(Tarefa obrigatória 1)
Imprima o texto sobre reencarnação e regressão espiritual inteiro e sem nenhuma alteração.

(Texto)
---

Por conseguinte, poderíamos
elaborar a subseqüente indagação: uma vez que o ciclo de reencarnações poderia
se tornar interminável, qual seria o real interesse de Deus nesse processo?!
Aquilo que chamamos de vida seria, indubitavelmente, um conjunto de sofrimentos
intermináveis sem nenhuma finalidade, caracterizando o mais terrível inferno.
Para concluir este tópico,
deixando os questionamentos mais concernentes com a filosofia e com a religião
e partindo para uma abordagem mais à maneira da ciência, indagaríamos: Existe
alguma evidência na natureza de que algum Espírito já tenha regredido?! Alguém
que já tenha regredido contou sua experiência? Alguns leitores poderiam afirmar
que os Espíritos não comunicariam em função de não se lembrarem dessa regressão
espiritual, uma vez que perderam o registro de todas as suas experiências
anteriores e, neste caso, nós voltamos às discussões anteriores sobre a
crueldade de Deus nesse processo e sobre as suas intrínsecas maldade e
inutilidade. Vale lembrar que mesmo Espíritos em condições complicadíssimas,
como é o caso dos ovóides, não perdem sua memória espiritual conforme nos
ensina André Luiz em Libertação e em Evolução em Dois Mundos.

---

(Tarefa obrigatória 2)
Emita sem alterações somente as linhas abaixo que ficam entre a que contém "target | concrete sidewalk" e a última delas, inclusive.

(Conjunto de dados)
---

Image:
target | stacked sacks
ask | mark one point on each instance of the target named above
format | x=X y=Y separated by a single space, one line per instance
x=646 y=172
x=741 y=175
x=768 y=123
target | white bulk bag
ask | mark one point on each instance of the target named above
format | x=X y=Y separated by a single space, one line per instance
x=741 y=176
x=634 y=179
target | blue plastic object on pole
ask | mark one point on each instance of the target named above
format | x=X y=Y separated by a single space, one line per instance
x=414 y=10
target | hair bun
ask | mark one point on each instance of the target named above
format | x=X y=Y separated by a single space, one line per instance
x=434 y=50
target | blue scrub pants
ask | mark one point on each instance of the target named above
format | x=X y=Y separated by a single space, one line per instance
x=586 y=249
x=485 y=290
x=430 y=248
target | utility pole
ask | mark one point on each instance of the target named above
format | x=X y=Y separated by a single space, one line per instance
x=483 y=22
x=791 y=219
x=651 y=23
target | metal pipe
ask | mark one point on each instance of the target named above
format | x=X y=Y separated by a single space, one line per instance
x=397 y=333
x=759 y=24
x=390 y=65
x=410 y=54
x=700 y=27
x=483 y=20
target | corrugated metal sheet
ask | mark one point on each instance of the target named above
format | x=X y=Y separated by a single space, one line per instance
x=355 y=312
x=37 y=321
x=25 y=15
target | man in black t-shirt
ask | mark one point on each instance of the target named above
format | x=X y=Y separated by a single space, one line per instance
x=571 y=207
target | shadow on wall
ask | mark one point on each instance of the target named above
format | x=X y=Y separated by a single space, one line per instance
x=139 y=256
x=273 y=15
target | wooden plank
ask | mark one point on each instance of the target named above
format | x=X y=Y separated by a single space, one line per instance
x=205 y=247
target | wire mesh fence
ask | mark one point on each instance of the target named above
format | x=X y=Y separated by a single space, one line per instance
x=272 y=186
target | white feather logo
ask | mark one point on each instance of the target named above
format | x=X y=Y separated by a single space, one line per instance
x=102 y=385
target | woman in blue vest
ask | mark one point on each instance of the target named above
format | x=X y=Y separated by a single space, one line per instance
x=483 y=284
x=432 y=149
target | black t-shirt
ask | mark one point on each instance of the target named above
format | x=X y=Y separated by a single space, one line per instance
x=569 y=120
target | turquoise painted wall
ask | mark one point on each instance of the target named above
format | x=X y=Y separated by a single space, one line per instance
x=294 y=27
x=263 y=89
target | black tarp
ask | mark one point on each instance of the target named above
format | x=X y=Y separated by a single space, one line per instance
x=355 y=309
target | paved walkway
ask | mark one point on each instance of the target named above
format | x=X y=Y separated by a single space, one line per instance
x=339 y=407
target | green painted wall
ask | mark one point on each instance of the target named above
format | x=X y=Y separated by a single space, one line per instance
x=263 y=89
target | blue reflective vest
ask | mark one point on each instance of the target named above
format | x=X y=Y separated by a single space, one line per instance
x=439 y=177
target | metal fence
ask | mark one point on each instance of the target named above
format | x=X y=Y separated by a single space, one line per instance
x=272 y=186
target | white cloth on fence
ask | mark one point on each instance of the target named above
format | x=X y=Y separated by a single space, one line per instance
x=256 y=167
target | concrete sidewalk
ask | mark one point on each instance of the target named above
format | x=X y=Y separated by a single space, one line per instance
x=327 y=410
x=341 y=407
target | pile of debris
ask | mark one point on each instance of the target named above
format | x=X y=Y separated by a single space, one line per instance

---

(Resultado final 1)
Por conseguinte, poderíamos
elaborar a subseqüente indagação: uma vez que o ciclo de reencarnações poderia
se tornar interminável, qual seria o real interesse de Deus nesse processo?!
Aquilo que chamamos de vida seria, indubitavelmente, um conjunto de sofrimentos
intermináveis sem nenhuma finalidade, caracterizando o mais terrível inferno.
Para concluir este tópico,
deixando os questionamentos mais concernentes com a filosofia e com a religião
e partindo para uma abordagem mais à maneira da ciência, indagaríamos: Existe
alguma evidência na natureza de que algum Espírito já tenha regredido?! Alguém
que já tenha regredido contou sua experiência? Alguns leitores poderiam afirmar
que os Espíritos não comunicariam em função de não se lembrarem dessa regressão
espiritual, uma vez que perderam o registro de todas as suas experiências
anteriores e, neste caso, nós voltamos às discussões anteriores sobre a
crueldade de Deus nesse processo e sobre as suas intrínsecas maldade e
inutilidade. Vale lembrar que mesmo Espíritos em condições complicadíssimas,
como é o caso dos ovóides, não perdem sua memória espiritual conforme nos
ensina André Luiz em Libertação e em Evolução em Dois Mundos.

(Resultado final 2)
target | concrete sidewalk
ask | mark one point on each instance of the target named above
format | x=X y=Y separated by a single space, one line per instance
x=327 y=410
x=341 y=407
target | pile of debris
ask | mark one point on each instance of the target named above
format | x=X y=Y separated by a single space, one line per instance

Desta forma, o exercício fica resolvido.